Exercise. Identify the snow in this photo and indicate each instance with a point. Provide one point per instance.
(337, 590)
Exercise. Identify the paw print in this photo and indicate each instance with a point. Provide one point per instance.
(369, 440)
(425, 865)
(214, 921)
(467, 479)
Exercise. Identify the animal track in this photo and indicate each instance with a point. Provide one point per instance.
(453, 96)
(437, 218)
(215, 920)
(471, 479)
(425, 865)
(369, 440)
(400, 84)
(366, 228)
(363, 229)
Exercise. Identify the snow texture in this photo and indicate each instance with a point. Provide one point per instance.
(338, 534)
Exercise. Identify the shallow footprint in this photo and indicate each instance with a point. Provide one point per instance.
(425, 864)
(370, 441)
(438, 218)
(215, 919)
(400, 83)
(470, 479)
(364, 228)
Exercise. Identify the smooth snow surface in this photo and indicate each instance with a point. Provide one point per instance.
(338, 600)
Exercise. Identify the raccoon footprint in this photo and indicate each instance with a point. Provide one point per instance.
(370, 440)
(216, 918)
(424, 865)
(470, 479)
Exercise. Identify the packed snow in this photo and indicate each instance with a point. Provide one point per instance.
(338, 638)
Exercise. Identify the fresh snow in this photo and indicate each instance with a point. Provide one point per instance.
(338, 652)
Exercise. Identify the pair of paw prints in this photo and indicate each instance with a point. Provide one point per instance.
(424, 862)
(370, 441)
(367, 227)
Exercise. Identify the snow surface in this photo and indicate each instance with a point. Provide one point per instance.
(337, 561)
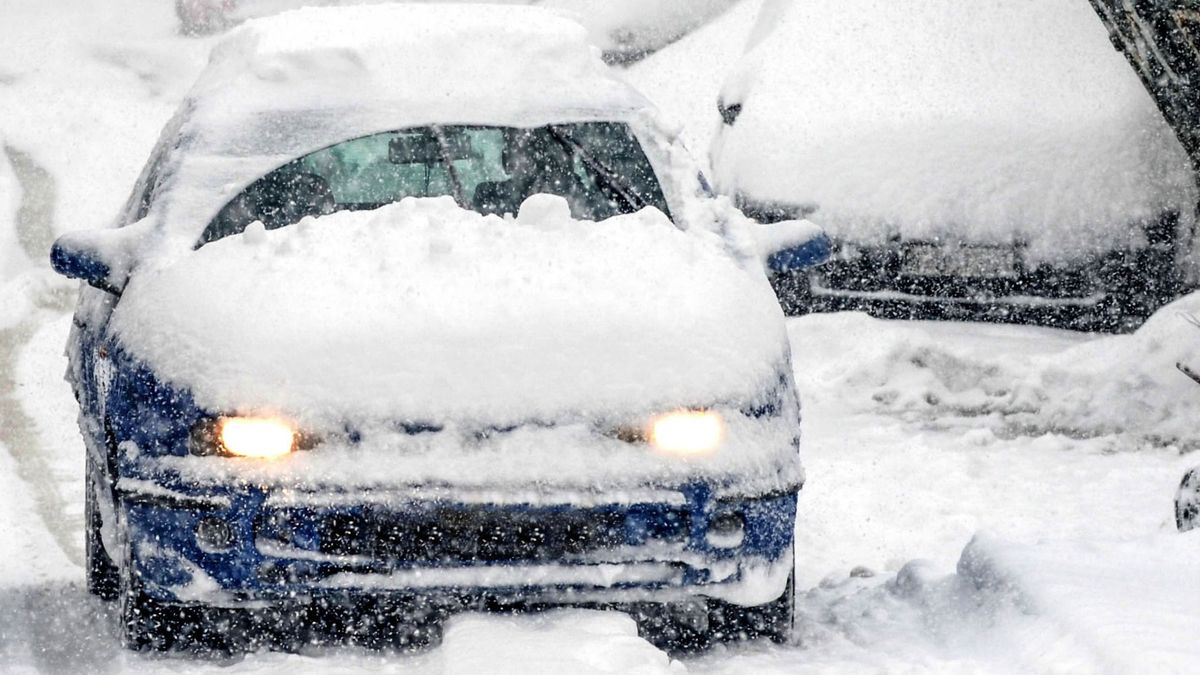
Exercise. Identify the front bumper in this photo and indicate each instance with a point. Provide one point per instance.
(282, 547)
::::::
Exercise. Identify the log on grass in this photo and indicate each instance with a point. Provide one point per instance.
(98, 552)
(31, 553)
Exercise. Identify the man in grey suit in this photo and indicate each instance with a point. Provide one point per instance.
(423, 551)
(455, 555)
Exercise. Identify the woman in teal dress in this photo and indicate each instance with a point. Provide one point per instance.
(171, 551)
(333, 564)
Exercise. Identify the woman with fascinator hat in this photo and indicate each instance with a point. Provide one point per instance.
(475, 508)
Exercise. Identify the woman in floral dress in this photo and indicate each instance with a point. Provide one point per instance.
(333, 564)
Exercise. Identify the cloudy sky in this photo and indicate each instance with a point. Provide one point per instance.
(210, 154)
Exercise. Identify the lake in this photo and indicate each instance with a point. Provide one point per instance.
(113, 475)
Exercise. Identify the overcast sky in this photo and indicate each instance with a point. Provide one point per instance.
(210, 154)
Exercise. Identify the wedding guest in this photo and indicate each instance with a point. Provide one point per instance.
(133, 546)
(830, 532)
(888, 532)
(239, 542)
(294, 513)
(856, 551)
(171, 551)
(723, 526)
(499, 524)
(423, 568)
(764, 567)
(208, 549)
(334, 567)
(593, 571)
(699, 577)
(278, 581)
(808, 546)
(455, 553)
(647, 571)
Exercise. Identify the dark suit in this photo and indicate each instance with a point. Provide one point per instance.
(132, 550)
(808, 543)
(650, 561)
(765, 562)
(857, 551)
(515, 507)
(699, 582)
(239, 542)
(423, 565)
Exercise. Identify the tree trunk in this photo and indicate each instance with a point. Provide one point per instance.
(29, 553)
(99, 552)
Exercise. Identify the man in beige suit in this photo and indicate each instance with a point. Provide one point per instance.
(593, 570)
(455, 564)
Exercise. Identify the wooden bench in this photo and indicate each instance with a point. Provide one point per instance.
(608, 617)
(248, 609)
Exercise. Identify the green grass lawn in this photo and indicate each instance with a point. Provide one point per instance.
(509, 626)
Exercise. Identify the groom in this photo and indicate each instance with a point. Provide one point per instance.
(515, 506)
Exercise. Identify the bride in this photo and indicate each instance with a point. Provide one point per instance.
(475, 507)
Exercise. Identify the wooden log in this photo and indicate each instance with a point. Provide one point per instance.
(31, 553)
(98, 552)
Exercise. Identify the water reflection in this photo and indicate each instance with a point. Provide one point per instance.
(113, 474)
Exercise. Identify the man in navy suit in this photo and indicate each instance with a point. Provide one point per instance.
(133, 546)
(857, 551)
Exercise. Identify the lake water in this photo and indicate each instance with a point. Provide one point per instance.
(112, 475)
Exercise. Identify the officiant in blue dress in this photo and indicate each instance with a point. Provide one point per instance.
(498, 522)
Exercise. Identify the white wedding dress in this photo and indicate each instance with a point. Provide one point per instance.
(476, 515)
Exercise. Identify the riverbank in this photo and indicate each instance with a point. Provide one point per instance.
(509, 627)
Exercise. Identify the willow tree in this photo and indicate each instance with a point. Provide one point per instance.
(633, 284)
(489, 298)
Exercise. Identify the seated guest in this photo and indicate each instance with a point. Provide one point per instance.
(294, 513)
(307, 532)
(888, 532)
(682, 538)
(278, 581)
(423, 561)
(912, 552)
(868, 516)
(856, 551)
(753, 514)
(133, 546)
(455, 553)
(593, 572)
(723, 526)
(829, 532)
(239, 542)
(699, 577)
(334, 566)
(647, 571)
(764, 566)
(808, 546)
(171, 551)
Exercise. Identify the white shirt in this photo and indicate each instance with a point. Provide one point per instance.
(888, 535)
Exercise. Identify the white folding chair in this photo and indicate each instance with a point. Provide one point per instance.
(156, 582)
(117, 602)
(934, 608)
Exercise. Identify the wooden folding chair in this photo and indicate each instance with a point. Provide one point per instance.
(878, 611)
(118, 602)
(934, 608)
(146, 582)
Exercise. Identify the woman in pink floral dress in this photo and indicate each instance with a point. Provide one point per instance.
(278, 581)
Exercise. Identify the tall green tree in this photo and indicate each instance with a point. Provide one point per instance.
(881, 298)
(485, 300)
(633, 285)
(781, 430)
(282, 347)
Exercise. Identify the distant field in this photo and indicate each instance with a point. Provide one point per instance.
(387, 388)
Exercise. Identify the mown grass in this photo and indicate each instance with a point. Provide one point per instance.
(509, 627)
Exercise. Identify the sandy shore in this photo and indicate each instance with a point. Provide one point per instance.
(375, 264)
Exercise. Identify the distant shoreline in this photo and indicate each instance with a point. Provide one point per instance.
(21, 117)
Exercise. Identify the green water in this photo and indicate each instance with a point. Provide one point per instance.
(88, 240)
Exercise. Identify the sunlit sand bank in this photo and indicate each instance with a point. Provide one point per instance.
::::::
**EXERCISE AIM**
Could you set down, word for word, only the lines above from the line with "Exercise. Identify the sandy" to the line with "Exercise. Identify the sunlit", including both?

**RESPONSE AREA**
Exercise. Identify the sandy shore in this photo and indicate each instance with a point. Provide one point per instance.
(375, 264)
Exercise. Identify the distant shoreline in this photo and indicate each instance with a point. Provide one point per instance.
(21, 117)
Exercise. Identify the green water in this photo and indicate each instance with a point. Provide one point per instance.
(88, 240)
Exercise. Identify the sunlit sand bank in this photo and indicate each instance with a point. Provide one point per instance.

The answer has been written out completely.